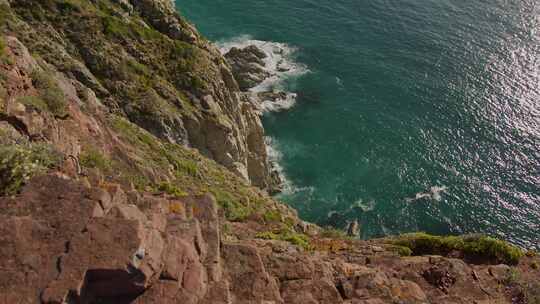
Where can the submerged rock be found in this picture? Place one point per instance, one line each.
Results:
(248, 66)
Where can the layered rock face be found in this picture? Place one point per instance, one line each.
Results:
(66, 242)
(146, 63)
(102, 200)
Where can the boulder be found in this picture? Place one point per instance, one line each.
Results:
(250, 283)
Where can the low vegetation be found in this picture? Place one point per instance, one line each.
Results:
(475, 248)
(4, 58)
(92, 158)
(333, 233)
(51, 98)
(288, 235)
(18, 163)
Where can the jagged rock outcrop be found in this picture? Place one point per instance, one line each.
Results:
(143, 61)
(248, 66)
(102, 202)
(66, 242)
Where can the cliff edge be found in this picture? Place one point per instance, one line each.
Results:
(133, 170)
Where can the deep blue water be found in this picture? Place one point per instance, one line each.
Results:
(416, 115)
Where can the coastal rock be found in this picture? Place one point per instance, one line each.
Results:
(248, 66)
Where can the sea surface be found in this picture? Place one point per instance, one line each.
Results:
(407, 115)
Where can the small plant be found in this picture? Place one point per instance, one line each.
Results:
(476, 247)
(272, 216)
(176, 207)
(95, 159)
(234, 210)
(333, 233)
(171, 190)
(532, 293)
(53, 99)
(401, 250)
(4, 58)
(226, 228)
(34, 102)
(18, 163)
(512, 277)
(531, 253)
(287, 235)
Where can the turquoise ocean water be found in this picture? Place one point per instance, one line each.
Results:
(414, 115)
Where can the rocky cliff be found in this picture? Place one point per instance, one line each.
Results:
(128, 156)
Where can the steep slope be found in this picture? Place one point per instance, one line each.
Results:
(143, 62)
(103, 198)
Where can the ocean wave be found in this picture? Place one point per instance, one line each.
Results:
(274, 157)
(434, 193)
(279, 63)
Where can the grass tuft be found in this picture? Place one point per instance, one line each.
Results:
(287, 235)
(19, 163)
(52, 97)
(475, 248)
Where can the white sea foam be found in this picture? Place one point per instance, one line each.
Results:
(364, 206)
(434, 193)
(279, 63)
(274, 156)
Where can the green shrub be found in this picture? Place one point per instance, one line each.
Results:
(233, 209)
(50, 93)
(171, 190)
(18, 163)
(287, 235)
(4, 58)
(333, 233)
(272, 216)
(477, 247)
(34, 102)
(95, 159)
(401, 250)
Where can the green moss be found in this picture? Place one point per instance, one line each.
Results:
(191, 172)
(93, 158)
(531, 291)
(333, 233)
(233, 209)
(4, 57)
(34, 102)
(50, 93)
(287, 235)
(18, 163)
(115, 27)
(272, 216)
(401, 250)
(171, 190)
(476, 248)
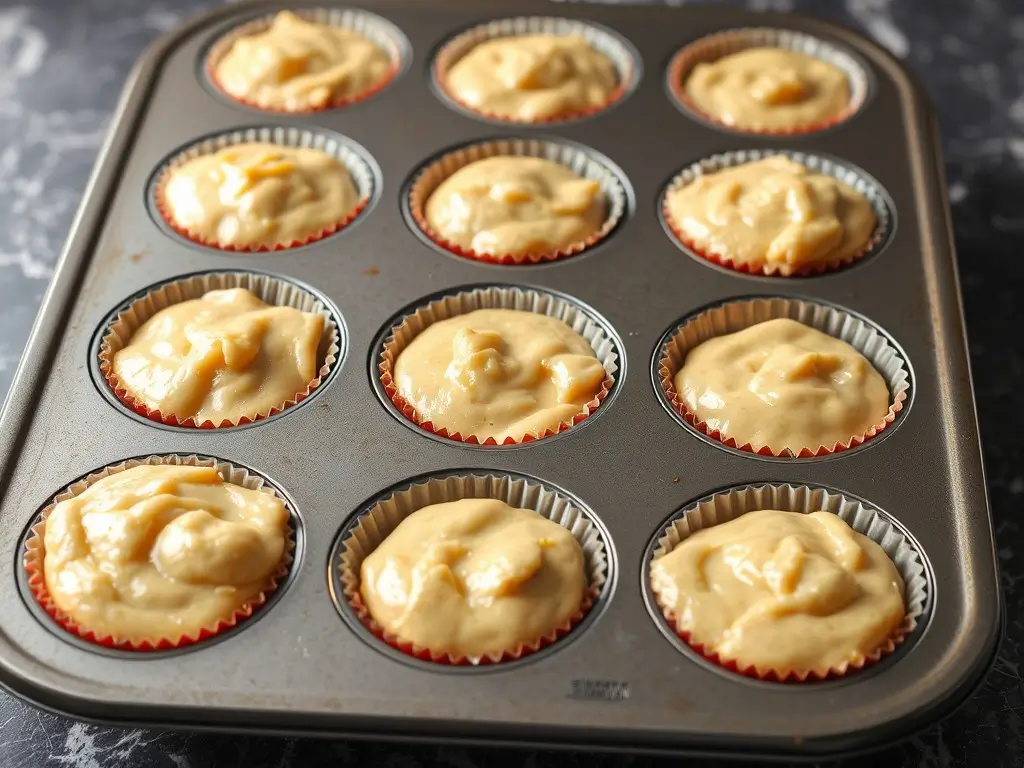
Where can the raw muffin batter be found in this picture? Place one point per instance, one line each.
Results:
——————————
• To do
Find and copy each line of the listing above that holds the word "ocean".

• Solution for this exercise
Where can the turquoise ocean water be found in this picture? Place one point per instance, one line each.
Where can the ocean wave be found in this picture? Place one point per instance, one line each.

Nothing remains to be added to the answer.